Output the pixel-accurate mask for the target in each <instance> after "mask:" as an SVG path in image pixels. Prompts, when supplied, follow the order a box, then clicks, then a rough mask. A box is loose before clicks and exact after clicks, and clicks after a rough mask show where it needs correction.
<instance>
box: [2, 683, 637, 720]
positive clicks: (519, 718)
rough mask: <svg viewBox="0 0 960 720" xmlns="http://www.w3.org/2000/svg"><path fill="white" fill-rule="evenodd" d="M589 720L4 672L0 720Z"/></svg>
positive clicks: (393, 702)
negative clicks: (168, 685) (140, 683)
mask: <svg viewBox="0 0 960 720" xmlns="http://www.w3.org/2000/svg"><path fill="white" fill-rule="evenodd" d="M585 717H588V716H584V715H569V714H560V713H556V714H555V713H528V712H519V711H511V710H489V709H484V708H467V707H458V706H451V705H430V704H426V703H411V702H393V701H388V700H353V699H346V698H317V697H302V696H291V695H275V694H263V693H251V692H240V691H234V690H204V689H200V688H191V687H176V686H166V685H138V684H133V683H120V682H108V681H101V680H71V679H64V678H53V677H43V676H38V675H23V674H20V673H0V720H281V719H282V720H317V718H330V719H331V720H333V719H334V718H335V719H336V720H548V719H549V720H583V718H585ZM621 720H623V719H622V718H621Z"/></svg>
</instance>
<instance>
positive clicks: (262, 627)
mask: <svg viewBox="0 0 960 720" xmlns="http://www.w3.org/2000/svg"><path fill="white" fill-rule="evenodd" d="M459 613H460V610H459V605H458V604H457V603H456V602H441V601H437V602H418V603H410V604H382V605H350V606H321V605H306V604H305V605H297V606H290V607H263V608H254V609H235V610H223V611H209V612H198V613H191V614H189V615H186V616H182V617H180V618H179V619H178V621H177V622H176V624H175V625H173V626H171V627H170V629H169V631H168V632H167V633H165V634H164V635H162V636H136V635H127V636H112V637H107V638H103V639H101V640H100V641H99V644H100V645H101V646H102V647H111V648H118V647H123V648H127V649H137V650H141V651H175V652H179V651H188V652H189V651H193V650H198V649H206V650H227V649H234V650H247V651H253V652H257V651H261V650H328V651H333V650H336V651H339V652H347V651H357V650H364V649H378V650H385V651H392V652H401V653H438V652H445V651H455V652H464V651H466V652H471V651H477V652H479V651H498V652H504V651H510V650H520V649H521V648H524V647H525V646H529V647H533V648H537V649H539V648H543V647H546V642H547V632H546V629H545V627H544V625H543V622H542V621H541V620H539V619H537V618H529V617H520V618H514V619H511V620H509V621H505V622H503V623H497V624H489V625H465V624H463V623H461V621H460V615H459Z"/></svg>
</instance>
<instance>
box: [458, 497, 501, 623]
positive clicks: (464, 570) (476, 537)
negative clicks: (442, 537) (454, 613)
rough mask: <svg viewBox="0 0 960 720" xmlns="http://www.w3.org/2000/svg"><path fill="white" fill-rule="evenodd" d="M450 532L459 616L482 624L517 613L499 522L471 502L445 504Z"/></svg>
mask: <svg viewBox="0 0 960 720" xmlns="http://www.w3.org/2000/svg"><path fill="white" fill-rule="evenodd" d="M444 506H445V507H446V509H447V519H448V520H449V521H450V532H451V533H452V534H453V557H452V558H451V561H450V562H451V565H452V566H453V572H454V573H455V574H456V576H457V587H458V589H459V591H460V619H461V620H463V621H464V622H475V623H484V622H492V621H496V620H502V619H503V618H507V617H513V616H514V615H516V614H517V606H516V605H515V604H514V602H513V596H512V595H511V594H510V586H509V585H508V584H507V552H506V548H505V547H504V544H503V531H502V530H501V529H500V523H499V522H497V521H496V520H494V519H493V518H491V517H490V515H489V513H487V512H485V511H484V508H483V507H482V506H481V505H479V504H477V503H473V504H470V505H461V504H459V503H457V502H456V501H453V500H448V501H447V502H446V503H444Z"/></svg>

■ ■ ■ ■ ■ ■ ■

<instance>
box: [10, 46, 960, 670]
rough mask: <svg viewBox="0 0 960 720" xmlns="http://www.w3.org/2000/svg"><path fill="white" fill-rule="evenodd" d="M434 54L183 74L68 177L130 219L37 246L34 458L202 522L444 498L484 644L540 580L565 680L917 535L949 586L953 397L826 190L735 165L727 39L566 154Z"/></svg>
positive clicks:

■ ■ ■ ■ ■ ■ ■

• [Task goal] Starting with the line above that holds "Output the pixel-accurate" and stopping with the line that holds "positive clicks: (393, 702)", reproduce each line exactly, omitting all other lines.

• [Solution for this problem]
Output the pixel-accurate mask for the target in each <instance> after "mask:" as an SVG path in image pixels. Prompts, when supplied, follow the order a box, then clicks, then a rough mask. A box is loose before clicks and exact after clicks, and clicks after a rough mask show where it needs correction.
<instance>
box: [2, 683, 637, 720]
positive clicks: (519, 718)
rough mask: <svg viewBox="0 0 960 720" xmlns="http://www.w3.org/2000/svg"><path fill="white" fill-rule="evenodd" d="M589 720L4 672L0 720Z"/></svg>
positive clicks: (393, 702)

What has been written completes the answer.